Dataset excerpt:
## Start

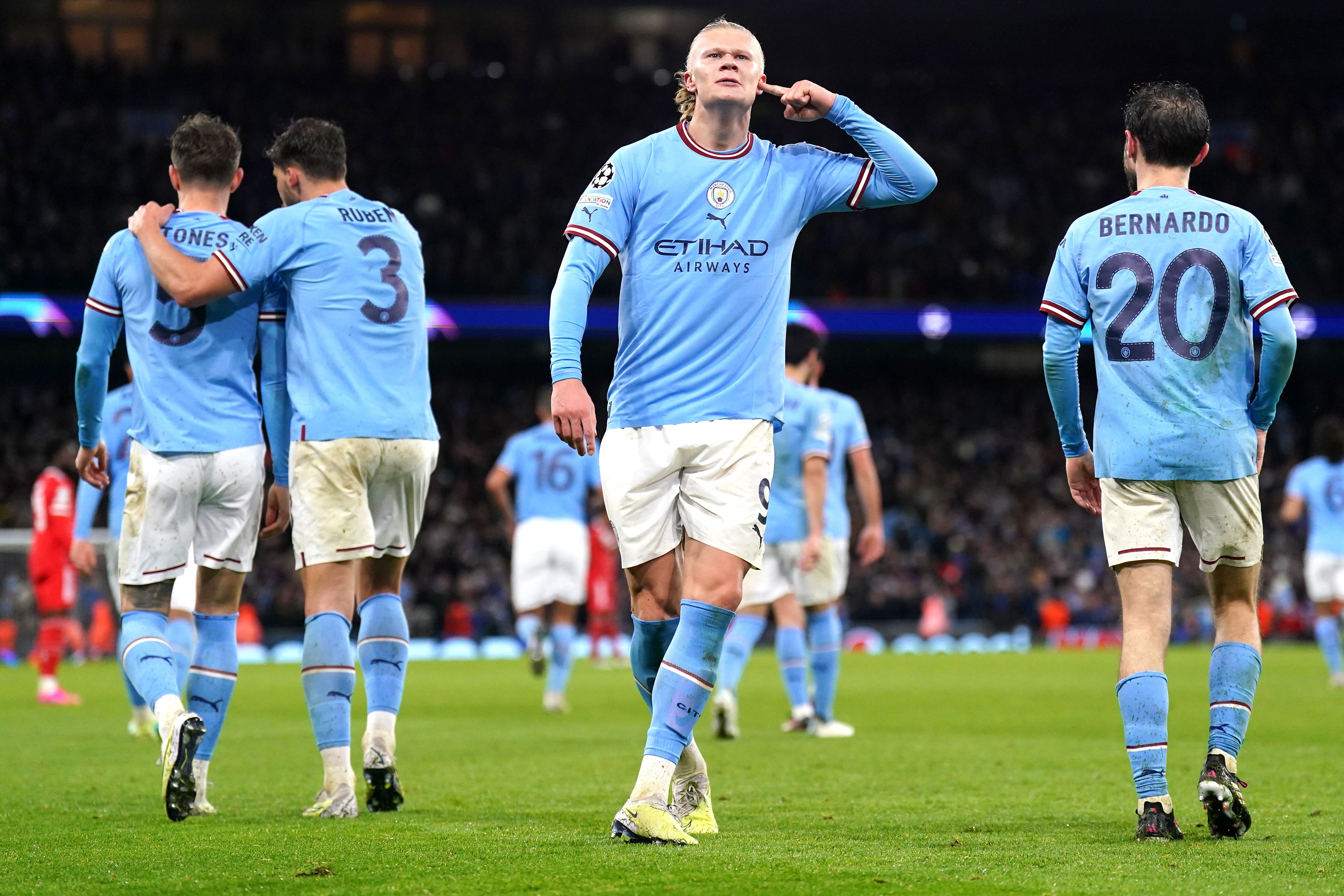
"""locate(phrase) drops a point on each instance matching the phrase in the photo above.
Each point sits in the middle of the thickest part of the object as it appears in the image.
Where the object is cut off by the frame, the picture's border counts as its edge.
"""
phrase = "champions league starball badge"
(604, 177)
(721, 195)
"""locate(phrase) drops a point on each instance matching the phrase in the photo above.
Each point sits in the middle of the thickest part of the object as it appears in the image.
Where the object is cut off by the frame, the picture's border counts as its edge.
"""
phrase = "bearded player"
(1172, 284)
(703, 218)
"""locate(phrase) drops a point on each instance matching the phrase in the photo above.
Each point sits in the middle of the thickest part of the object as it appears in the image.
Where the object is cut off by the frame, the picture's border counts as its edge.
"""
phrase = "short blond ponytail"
(685, 100)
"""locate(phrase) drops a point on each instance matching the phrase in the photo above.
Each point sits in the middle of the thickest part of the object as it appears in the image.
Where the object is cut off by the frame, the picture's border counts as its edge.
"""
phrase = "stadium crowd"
(488, 167)
(967, 518)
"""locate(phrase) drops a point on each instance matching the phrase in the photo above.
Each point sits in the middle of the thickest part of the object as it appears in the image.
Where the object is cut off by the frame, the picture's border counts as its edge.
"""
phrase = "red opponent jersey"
(53, 515)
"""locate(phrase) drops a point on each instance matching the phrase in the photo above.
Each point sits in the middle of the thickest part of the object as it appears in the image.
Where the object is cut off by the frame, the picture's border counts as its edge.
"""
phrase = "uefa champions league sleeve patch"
(605, 175)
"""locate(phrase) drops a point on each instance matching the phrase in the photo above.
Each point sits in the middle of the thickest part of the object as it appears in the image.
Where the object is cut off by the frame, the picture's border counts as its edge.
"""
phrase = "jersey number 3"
(1117, 350)
(397, 311)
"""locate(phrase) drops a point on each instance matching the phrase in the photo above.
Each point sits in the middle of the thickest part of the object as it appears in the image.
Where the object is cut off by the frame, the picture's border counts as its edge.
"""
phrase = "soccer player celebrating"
(50, 572)
(365, 437)
(1316, 488)
(703, 218)
(796, 573)
(550, 541)
(1172, 284)
(194, 491)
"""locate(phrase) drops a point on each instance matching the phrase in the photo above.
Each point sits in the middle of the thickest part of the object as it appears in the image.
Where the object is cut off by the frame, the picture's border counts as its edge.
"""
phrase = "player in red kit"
(53, 575)
(601, 604)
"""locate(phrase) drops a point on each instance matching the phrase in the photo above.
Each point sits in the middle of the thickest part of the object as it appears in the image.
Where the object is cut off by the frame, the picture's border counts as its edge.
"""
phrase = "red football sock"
(52, 640)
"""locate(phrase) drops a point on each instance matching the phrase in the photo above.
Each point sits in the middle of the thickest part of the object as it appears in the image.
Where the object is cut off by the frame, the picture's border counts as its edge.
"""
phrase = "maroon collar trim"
(725, 156)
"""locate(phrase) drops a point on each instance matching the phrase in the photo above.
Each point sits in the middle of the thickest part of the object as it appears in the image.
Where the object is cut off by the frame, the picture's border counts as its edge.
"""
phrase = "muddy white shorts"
(709, 482)
(780, 575)
(182, 508)
(1141, 520)
(358, 497)
(550, 563)
(1325, 574)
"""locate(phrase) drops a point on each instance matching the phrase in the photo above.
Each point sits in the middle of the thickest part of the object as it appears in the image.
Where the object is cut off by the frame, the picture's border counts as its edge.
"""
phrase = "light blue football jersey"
(550, 479)
(194, 387)
(1320, 484)
(848, 433)
(358, 353)
(116, 436)
(806, 433)
(1171, 283)
(706, 244)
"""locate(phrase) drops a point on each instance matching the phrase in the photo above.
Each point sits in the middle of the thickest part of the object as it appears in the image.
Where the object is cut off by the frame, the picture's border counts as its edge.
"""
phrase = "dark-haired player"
(194, 488)
(1316, 488)
(365, 438)
(1172, 284)
(703, 218)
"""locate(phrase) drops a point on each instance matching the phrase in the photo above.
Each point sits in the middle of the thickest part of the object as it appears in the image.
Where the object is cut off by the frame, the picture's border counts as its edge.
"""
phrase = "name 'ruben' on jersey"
(1171, 283)
(806, 433)
(706, 241)
(355, 334)
(552, 482)
(194, 387)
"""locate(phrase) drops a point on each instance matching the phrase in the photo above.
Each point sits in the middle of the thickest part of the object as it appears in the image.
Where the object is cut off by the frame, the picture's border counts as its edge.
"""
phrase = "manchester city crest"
(721, 195)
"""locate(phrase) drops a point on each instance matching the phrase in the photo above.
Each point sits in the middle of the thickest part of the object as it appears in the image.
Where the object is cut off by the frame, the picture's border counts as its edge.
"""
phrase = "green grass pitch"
(978, 774)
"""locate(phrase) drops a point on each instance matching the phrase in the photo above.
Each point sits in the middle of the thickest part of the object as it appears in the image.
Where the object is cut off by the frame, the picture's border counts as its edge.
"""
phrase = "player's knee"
(155, 597)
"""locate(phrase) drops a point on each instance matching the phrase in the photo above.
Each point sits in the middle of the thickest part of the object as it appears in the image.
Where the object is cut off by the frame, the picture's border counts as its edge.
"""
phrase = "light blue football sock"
(686, 678)
(825, 649)
(526, 626)
(1143, 709)
(558, 673)
(146, 656)
(648, 645)
(1328, 637)
(738, 644)
(791, 648)
(214, 671)
(182, 639)
(1233, 672)
(136, 700)
(384, 651)
(328, 675)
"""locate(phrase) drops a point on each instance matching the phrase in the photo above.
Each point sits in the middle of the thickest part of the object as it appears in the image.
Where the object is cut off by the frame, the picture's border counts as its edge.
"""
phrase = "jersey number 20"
(397, 311)
(1117, 350)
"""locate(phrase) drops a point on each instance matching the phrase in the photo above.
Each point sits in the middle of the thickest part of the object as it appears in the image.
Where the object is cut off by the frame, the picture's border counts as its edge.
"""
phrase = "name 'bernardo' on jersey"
(1152, 224)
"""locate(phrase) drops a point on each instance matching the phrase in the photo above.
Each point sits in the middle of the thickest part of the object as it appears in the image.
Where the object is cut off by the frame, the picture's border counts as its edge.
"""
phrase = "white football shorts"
(550, 563)
(1325, 574)
(191, 507)
(780, 575)
(185, 590)
(358, 497)
(708, 480)
(1141, 520)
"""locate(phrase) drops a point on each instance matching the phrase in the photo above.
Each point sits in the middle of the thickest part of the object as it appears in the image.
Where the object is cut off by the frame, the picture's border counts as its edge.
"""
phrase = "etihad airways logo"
(705, 246)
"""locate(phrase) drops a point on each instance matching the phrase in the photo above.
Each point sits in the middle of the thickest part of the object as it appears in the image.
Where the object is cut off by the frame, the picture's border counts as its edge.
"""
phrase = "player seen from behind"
(703, 218)
(1316, 488)
(194, 488)
(1172, 284)
(796, 567)
(549, 528)
(365, 441)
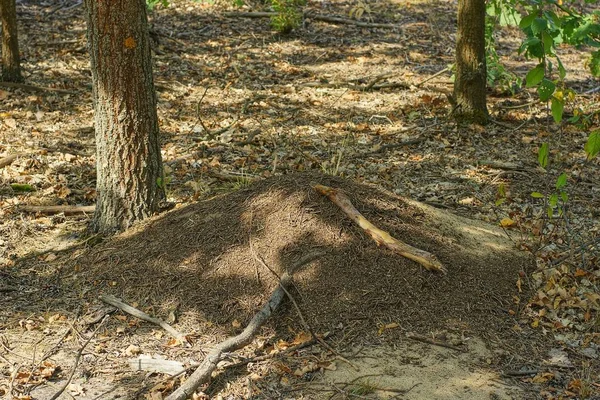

## End

PROBLEM TO WORK ON: Tally the lines in the entries above that contain the string "blue", with case counting, and give only the number.

COMPLETED TASK: 2